→ **Objective 1**
Starting at the beginning of the listing and ending at the line that contains "271 160 287 185", rewrite those lines with "Target class" changed to "Object category" and everything else left as it is. Leave the pictures out of your answer.

→ **Excerpt to read**
-.-.-
Hi all.
I want to implement a function like “reverse” map of inverse
value of torch.unique
.
For example, torch.unique
function can return the unique values uniques
of long type input x
and a inverse tensor that is a mapping from uniques
to x
.
x = torch.LongTensor([9, 10, 9, 9, 10, 9])
uniques, inverse, counts = torch.unique(x, return_inverse=True, return_counts=True)
# uniques = [9, 10]
# inverse = [0, 1, 0, 0, 1, 0]
# counts = [4, 2]
print((uniques[inverse] == x).all()) # True
For my question, is there some efficient way to get “reverse” inverse back_map
that mapping from x
to uniques
?
def reverse_unique(x): ...
uniques, inverse, counts, back_map = reverse_unique(x)
# uniques = [9, 10]
# inverse = [0, 1, 0, 0, 1, 0]
# counts = [4, 2]
# back_map = [0, 2, 3, 5, 1, 4]
print((x[back_map] == uniques.repeat_interleave(counts)).all()) # True
In above code, the back_map
maps the values of inverse
to the position of the input x
.
I know it not a difficult thing implements this function with python loop, but in my case where the input x
size can reach e8, so the time overhead is intolerable.
So, Is there any high level implementation using pytorch api or the cuda kernel(I tried to use cuda extension to parallelize it but my cuad kernel is slow extremely )?
__global__ void unique_back_map_kernel(
int32_t num_uni,
int32_t num_x,
int64_t* __restrict__ uniques,
int64_t* __restrict__ cumsum_counts,
int64_t* __restrict__ x,
int64_t* __restrict__ out) {
int32_t n = blockIdx.x * blockDim.x + threadIdx.x;
if (n >= num_uni) {
return;
}
size_t counts = 0;
auto idx = __ldg(&cumsum_counts[n]);
#pragma unroll
for (int64_t i = 0; i < num_x; ++i) {
if (x[i] == uniques[n]) {
out[idx + counts] = i;
counts++;
}
}
}
std::tuple<at::Tensor, at::Tensor, at::Tensor, at::Tensor> reverse_unique(at::Tensor x) {
TORCH_CHECK(x.dtype() == at::kLong && x.device().is_cuda());
auto [uniques, inverse, counts] = at::_unique2(x, false, true, true);
counts.cumsum_(0);
// python: cumsum_counts = torch.cat([torch.tensor([0]), cumsum_counts[:-1]])
auto cumsum_counts = at::cat({at::zeros({1}, counts.options()), counts.slice(0, 0, -1)});
auto back_map = at::empty_like(x);
int32_t threads = (uniques.numel() > 256) ? 256 : 32;
int32_t blocks = (uniques.numel() + threads - 1) / threads;
unique_back_map_kernel<<<blocks, threads, 0, c10::cuda::getCurrentCUDAStream()>>>(
uniques.numel(),
x.numel(),
uniques.data_ptr<int64_t>(),
cumsum_counts.data_ptr<int64_t>(),
x.data_ptr<int64_t>(),
back_map.data_ptr<int64_t>());
return std::make_tuple(uniques, inverse, cumsum_counts, back_map);
}
-.-.-
→ **Task inputs**
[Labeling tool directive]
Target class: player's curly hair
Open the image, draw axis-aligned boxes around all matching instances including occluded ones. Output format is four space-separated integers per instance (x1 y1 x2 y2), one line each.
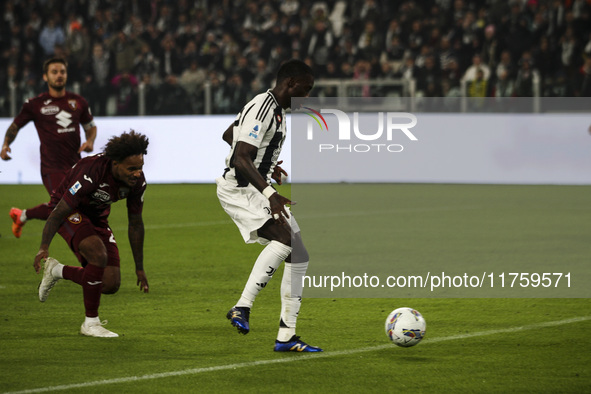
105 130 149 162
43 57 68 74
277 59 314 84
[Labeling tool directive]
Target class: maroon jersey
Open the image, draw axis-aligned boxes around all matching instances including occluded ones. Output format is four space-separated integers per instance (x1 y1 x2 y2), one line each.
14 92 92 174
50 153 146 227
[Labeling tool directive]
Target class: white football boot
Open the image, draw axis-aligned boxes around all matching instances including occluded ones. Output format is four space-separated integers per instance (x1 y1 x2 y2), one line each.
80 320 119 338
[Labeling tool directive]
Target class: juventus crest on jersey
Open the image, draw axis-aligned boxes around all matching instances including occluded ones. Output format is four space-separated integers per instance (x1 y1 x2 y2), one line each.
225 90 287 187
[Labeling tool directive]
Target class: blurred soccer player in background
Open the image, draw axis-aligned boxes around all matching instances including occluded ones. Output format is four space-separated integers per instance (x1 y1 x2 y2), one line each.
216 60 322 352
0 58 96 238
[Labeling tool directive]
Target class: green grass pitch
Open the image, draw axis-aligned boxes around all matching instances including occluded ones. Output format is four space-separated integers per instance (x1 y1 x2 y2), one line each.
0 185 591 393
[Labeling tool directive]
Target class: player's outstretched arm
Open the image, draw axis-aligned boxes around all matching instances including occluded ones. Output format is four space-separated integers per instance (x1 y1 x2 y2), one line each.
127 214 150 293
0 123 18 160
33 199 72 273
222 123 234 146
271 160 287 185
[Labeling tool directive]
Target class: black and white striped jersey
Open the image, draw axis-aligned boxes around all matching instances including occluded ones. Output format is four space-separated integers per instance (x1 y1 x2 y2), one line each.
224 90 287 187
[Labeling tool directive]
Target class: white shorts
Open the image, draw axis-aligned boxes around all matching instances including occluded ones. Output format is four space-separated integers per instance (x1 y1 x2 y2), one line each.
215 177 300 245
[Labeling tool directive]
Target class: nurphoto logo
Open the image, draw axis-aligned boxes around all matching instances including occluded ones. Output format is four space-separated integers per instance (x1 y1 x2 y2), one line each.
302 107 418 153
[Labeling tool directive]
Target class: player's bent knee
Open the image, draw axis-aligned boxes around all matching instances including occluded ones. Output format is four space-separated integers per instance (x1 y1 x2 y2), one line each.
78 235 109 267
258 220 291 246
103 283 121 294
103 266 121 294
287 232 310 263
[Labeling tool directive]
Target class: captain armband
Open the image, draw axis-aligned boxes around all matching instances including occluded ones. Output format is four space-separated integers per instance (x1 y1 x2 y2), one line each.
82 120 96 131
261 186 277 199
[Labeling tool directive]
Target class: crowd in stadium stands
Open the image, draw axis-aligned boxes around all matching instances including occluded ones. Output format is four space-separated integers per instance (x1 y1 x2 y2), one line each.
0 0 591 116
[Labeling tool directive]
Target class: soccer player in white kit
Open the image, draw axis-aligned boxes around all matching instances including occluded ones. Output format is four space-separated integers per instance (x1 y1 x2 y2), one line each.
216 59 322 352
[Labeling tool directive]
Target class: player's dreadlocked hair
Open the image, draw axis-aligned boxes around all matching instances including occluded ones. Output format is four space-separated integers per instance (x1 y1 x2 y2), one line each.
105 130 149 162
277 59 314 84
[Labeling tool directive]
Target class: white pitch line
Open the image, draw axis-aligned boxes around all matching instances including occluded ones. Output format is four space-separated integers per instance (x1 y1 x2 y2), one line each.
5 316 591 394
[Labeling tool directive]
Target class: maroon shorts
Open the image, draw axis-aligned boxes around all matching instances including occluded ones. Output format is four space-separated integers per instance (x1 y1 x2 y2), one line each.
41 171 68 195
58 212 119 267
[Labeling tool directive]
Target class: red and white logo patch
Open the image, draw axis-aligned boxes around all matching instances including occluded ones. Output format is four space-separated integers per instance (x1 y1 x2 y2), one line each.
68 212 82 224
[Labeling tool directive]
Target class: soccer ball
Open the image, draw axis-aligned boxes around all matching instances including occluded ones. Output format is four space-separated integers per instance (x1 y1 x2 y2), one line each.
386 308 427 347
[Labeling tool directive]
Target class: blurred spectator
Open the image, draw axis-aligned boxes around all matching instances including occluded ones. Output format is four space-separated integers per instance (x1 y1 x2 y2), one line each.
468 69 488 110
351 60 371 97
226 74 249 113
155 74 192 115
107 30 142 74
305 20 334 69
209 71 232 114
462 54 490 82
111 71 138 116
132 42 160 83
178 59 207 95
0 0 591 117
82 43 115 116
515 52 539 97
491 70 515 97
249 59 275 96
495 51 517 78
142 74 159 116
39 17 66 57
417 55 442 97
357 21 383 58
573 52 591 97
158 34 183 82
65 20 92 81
-.-.-
→ **Objective 2**
Repeat, word for word, the passage of the PyTorch thread starting at "For example, torch.unique" and ending at "9, 9, 10, 9])".

→ **Result 1**
[Labeling tool directive]
Object category: player's curly hair
Open the image, draw axis-aligned boxes around all matching instances including occluded ones. Output format is four space-separated integers per instance (x1 y1 x2 y2), one line each.
105 130 149 162
43 57 68 74
277 59 314 84
[Labeling tool directive]
Object category: maroon jersey
Open the image, draw axis-aligned boxes around all matching instances including occluded ones. Output format is four space-separated integers per instance (x1 y1 x2 y2), one line each.
14 92 92 174
50 153 146 227
[Labeling tool directive]
Object category: white football boot
Open the image, draw axis-aligned boxes around all matching instances including occluded ones. Output format is four space-separated integers per instance (x1 y1 x2 y2), one line each.
80 320 119 338
[Labeling tool directive]
Object category: juventus crest on jersey
Open the image, draw axis-aligned boxes around all matching instances including occluded ones. Output format is four space-separated integers per instance (x1 y1 x2 y2), one line each.
225 90 287 187
[Labeling tool directive]
Object category: blurred soccer player in background
Open the image, draw axis-aligned boxes around all matching instances including occluded ones. Output format is four space-separated integers per instance (x1 y1 x2 y2), one line each.
216 60 322 352
0 58 96 238
[Labeling tool directive]
Object category: green grass pitch
Open the image, draw axis-aligned boxes around all matching instances including occluded ones. Output format is four space-separated integers per instance (x1 y1 x2 y2), one line each.
0 185 591 393
[Labeling tool directive]
Object category: player's outstretched arm
Open the image, draw axis-aligned boxes around all matching instances including occluded ones. Output format is four space-separated integers per instance (x1 y1 x2 y2), one line each.
127 214 150 293
0 123 18 160
33 199 72 273
222 123 234 146
271 160 287 185

→ **Result 2**
For example, torch.unique
function can return the unique values uniques
of long type input x
and a inverse tensor that is a mapping from uniques
to x
.
x = torch.LongTensor([9, 10, 9, 9, 10, 9])